- _Written instruction 1_
Using the discussion of C++ pointer hazards, answer each question on its own line:
(a) Along with threading considerations, which type does the author say the discussion will end up covering?
(b) According to the text, what does const int *i actually mean?
(c) What publication date does the text give?
- _Written instruction 2_
Extend the discussion of C++ pointer hazards, picking up right after its final sentence.

- _Source text_
A discussion of C++ pointer hazards with details

Rico Mariani
15 min readApr 11, 2023

--

I want to talk about pointer hazards today and I thought this would be a good time to introduce various assumptions compilers can and can’t make and therefore assumptions engineers can and can’t make. Now we’re going to end up discussing shared_ptr<foo> and threading considerations but I wanted to start by laying some foundation. These are things people don't usually think about a whole lot.

First let’s consider a small program and we’ll look at the code that’s generated and discuss why and then I’ll give you a more brutal example that illustrates why things have to be the way they are.

When looking at this code I want you to remember that const int *i doesn't mean that the value can't change, it only means that you can't change it with that particular pointer. The compiler is all-too-aware of this.

- _Data extract_
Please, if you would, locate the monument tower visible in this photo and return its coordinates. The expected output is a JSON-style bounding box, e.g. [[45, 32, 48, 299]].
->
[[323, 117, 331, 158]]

- _Task response 1_
(a) shared_ptr<foo>
(b) It means only that you can't change the value with that particular pointer; the value itself can still change.
(c) Apr 11, 2023

- _Task response 2_
#include <stdio.h>

__declspec(noinline)
void print_twice_a(const int *i) {
printf("1: %d\n", *i);
printf("2: %d\n", *i);
}

__declspec(noinline)
void print_twice_b(const int* i) {
int d = *i;
printf("1: %d\n", *i);
printf("2: %d\n", d);
}

int main()
{
int i = 5;
print_twice_a(&i);
print_twice_b(&i);
}

Let’s have a look at the disassembly for these two:

void print_twice_a(const int *i) {// boring frame setup, save rbx
01070 push rbx
01072 sub rsp,20h
printf("1: %d\n", *i);
// load *i from [rcx], put it in edx where arg2 goes for the call
01076 mov edx,dword ptr [rcx]
// stash the pointer in rbx, we'll need it later
// rbx is preserved across calls
01078 mov rbx,rcx
// put the format string in rcx for the printf call
0107B lea rcx,[string "1: %d\n"]
// print
01082 call printf
printf("2: %d\n", *i);// we must read the pointed at value again because
// printf might have changed it!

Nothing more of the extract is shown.